**Problem details:** The reply has to contain each record exactly as written.

**Records excerpted from a collection:**
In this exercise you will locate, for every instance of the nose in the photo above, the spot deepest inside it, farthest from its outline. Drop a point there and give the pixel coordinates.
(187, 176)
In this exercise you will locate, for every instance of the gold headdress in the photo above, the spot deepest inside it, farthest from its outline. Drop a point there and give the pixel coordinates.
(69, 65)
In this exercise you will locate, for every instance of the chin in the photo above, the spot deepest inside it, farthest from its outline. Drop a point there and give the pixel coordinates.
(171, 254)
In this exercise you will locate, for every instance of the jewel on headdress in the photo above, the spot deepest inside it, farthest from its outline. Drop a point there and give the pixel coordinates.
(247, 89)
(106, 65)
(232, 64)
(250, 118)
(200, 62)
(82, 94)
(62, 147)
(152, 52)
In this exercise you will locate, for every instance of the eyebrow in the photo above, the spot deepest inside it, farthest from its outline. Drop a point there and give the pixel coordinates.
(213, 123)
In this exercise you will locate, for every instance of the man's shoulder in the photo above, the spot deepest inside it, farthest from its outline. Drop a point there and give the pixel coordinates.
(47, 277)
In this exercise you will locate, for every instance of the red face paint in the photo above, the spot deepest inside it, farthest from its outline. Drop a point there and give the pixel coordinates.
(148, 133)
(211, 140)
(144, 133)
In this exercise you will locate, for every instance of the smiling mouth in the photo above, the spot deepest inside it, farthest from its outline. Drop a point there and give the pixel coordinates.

**Response below:**
In this exercise you will locate, for every instance of the nose in the photo above, the spot deepest inside it, farthest from its outline. Drop a point there and give the pixel coordinates.
(187, 176)
In this exercise you will locate, for every instance of the gold headdress in the photo above, the spot deepest inside it, farthest from its outline. Drop a point there and give the pixel coordinates.
(69, 65)
In this exercise you will locate, for every instance of the chin in the photo above, the spot deepest inside it, farthest from its outline. Drop a point there and give the pixel coordinates.
(171, 254)
In this exercise you will locate, for every instance of the jewel on headdress in the photo above, the spot deepest inside it, farthest from its outline. Drop a point there and give the pixel coordinates.
(247, 89)
(106, 65)
(232, 64)
(250, 118)
(200, 62)
(82, 94)
(62, 147)
(152, 52)
In this exercise you will locate, for every instance of the eyebrow in the photo above, the spot deepest inside it, farthest from its outline. Drop a point there and give the pixel coordinates.
(213, 123)
In this exercise you will locate, for every instance of the man's shoulder in the photo above, the spot deepest inside it, farthest from its outline. Drop a point there and give the pixel coordinates.
(47, 277)
In this exercise you will locate, for every instance of the red face paint in the photo above, the spot deepest inside it, farthest from its outline. Drop a point there and give the pixel coordinates.
(148, 133)
(211, 140)
(144, 133)
In this exercise you will locate, for every instance of the smiling mouth in the photo above, the spot deepest inside it, farthest from its outline. Drop a point there and give the pixel coordinates.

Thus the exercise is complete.